§ **Objective**
Start at the line that contains "Segment balcony railing visible above.", stop after the line that contains "Segment window visible above.", and rewrite only those lines of the data, renaming "balcony railing" to "balcony balustrade" while keeping everything else the same.
-- Stored data start --
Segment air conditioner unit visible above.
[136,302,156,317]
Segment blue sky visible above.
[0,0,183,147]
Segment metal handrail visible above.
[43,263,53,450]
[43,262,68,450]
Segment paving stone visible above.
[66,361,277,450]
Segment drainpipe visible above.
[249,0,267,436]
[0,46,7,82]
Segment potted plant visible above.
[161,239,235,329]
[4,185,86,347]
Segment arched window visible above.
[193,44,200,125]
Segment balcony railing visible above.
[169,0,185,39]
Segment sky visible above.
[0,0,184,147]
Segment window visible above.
-- Stored data end --
-- Stored data start --
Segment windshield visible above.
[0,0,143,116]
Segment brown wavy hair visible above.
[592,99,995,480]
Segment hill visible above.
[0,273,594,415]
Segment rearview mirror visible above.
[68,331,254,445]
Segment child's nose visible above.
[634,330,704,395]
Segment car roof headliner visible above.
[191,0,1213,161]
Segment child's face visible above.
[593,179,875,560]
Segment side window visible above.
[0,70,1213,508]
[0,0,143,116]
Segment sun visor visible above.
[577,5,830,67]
-- Stored data end --
-- Stored data start --
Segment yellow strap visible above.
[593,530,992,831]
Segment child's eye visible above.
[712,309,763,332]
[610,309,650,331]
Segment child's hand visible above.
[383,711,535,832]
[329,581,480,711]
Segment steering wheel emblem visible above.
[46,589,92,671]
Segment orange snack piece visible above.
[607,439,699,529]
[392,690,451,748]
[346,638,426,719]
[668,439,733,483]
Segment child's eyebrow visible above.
-- Stored data end --
§ **Exercise output**
Segment balcony balustrade visible above.
[169,0,185,39]
Segment sky visible above.
[0,0,184,147]
Segment window visible above.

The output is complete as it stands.